> [REQUIRED WORK]
1. In the passage on levels of listening, what keeps the listener from listening at the "Lack of listening" level?
2. Continue the passage on levels of listening from its last sentence.

> [PASSAGE SHOWN]
________

The most important thing in communication is hearing what isn’t said.
Levels of listening
Actually most of us have heard of the different learning techniques such as active listening, repeating of the words of the others or other tricks we can use to make it obvious that we listen attentively. To listen does not necessarily mean to remain silent and shake politely your head in agreement. Let’s take a look at some of the levels of listening. We will also explore their effect on our ability to understand the people and the things that happen to us in our lives.
Lack of listening
The listener’s mind is busy with other thoughts or is overloaded with information. The busy mind does not allow listening.
Taking the word out of someone’s mouth
At this level the mind of the listener works mostly using memory then in the present moment. It is as if someone mentions something which brings out a memory of an event or experience. The reaction of the listener is to feel that they want to share the memory (no matter if it is connected to the topic of conversation).
To agree or not agree
At this level the listener is obsessed with agreeing or arguing with what they hear. Here they make evaluations on the grounds of their past beliefs (past experience) and do not listen in reality.

________

> [DATASET EXTRACT]
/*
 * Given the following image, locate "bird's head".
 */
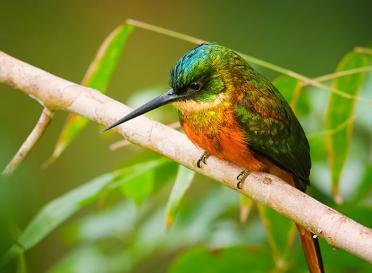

________

> [THE REPLIES]
1. A busy mind, one occupied with other thoughts or overloaded with information.

2.
To apply what was heard
When the brain is calm and stops noticing the things with which it agrees or disagrees a higher level of listening is achieved. At this level the information which heard is perceived as something which can be used and applied. The listener can ask the question “What does this piece of information means to me?” or “How this what I hear can be useful to me?”, or “What coincides from what I hear?”
At this level we listen to understand. Our attention is completely in the present moment trying to hear not only everything that is said but also to catch the elusive elements of the communication, those beyond the words, the hidden meaning.
Main Instruments and Rules for Good Listening
- Limit or stop your own talking – you cannot listen if you are talking. Do not take the silence necessarily for attention. If your interlocutor is silent this does not mean that they are necessarily listening. They can be absorbed in their own thoughts.
- Pay full attention to your interlocutor – make the speaker feel at ease. Help them feel free to share.
- Show to the speaker that you want to listen – show with your appearance and behavior that you are interested
- Do not get distracted and do not do something else while someone is speaking to you – do not bang with fingers, turn pages over, etc.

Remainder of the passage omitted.